SELECTION
How the Champions League copied the World Cup – before rivalling it as the most prestigious tournament in football

Zinedine Zidane
(Image credit: PA)

Zinedine Zidane was an artist; one in a million. A rebel and a radical who could pirouette like smoke through defences, or launch a rocket to ricochet past goalkeepers. Zizou was also a turning point; a man caught in time between two eras. 

There are few men who have ignited the international scene and club game in equal measure, but the icy Marseillais is defined by pictures of what he did in these two very different spheres. He was perhaps the last man to be considered one of the greatest of all time for what he achieved with his country, as much as his club.

He flew higher than any Frenchman before in 1998, carrying Les Bleus to their first Coupe de Monde title. Then his wings were shed in 2006, his outrageous last moments in football becoming the sport’s most infamous GBH incident. In between, he chiselled himself into the rock of club football by becoming the most expensive transfer ever, then with a casual swivel on his heel: scoring that goal against Bayer Leverkusen at Hampden Park.

And somewhere in between, the most important tournament in football became a debate. The World Cup hasn’t lost its gloss – but the Champions League has become the yardstick of how we judge players... and it took its cues from the World Cup to rival it for prestige.

In 1990, football was just recovering from its darkest decade. Italia 90 was set in the rubble of the terrace trouble - but this, really, was the beginning of modern football. Cultural icons were born in Italy that year - from the kits to the posters - as many rekindled their love with the sport thanks to Gazza wearing his heart on his sleeve and Luciano Pavarotti’s lung-busting tones. And with anything, there was money thrown at this. 

FIFA president Joao Havelange was the man who sold the World (Cup), with sponsors and partners introduced steadily every four years to turn a modest competition into a modern carnival. It peaked in 1990; when four superpowers of footballing history reached the semi-finals of the World Cup - former champions England, West Germany, Argentina and Italy - it became obvious where the future of football lay.

It was 1992 that the plans for the Premier League were put into motion, taking the history and tradition of English football and turning it into something maximalist and Hollywood for a new millennium. The European Cup went down the same route, bombastically calling itself the 'Champions League', commissioning an accompanying hymn from composer Tony Britten - just like Italia 90 - and drafting in commercial partner, Television Event and Media Marketing (TEAM), to help “brand” the Champions League - with “house colours” and the iconic “starball”.

PROBLEM A
Translate this sentence from the article on the Champions League into Spanish: "Zinedine Zidane was an artist; one in a million."
PROBLEM B
Rewrite the entries below with "chopped green onion" swapped for "sliced scallion" and nothing else altered, leaving the pictures out.
The entries that follow have no connection to the article about Zinedine Zidane and the Champions League.

EXERCISE MATERIAL

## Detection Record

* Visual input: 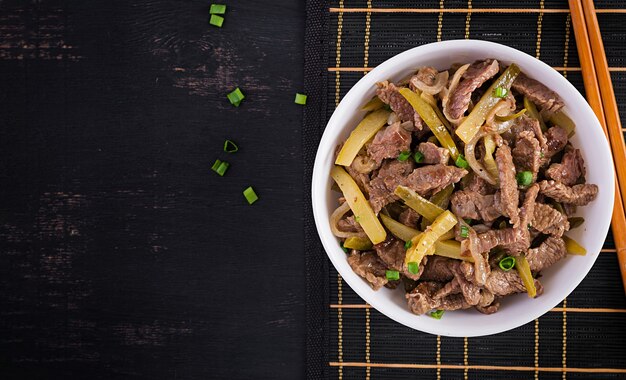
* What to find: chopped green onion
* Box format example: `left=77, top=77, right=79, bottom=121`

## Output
left=398, top=150, right=411, bottom=161
left=498, top=256, right=515, bottom=272
left=209, top=4, right=226, bottom=15
left=224, top=140, right=239, bottom=153
left=413, top=152, right=424, bottom=164
left=454, top=154, right=469, bottom=169
left=295, top=93, right=307, bottom=105
left=459, top=226, right=469, bottom=237
left=493, top=87, right=509, bottom=98
left=385, top=270, right=400, bottom=280
left=226, top=87, right=245, bottom=107
left=211, top=160, right=222, bottom=171
left=430, top=310, right=445, bottom=319
left=339, top=242, right=348, bottom=253
left=209, top=15, right=224, bottom=28
left=568, top=216, right=585, bottom=230
left=515, top=171, right=533, bottom=186
left=243, top=186, right=259, bottom=204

RIGHT ANSWER A
Zinedine Zidane era un artista; uno entre un millón.

RIGHT ANSWER B
## Detection Record

* Visual input: 
* What to find: sliced scallion
* Box format example: `left=77, top=77, right=79, bottom=121`

## Output
left=398, top=150, right=411, bottom=161
left=498, top=256, right=515, bottom=272
left=209, top=4, right=226, bottom=15
left=224, top=140, right=239, bottom=153
left=413, top=152, right=424, bottom=164
left=454, top=154, right=469, bottom=169
left=295, top=93, right=307, bottom=105
left=459, top=226, right=469, bottom=237
left=493, top=87, right=509, bottom=98
left=385, top=270, right=400, bottom=280
left=226, top=87, right=245, bottom=107
left=211, top=160, right=222, bottom=171
left=430, top=310, right=445, bottom=319
left=339, top=242, right=348, bottom=253
left=209, top=15, right=224, bottom=28
left=568, top=216, right=585, bottom=230
left=515, top=171, right=533, bottom=186
left=243, top=186, right=259, bottom=204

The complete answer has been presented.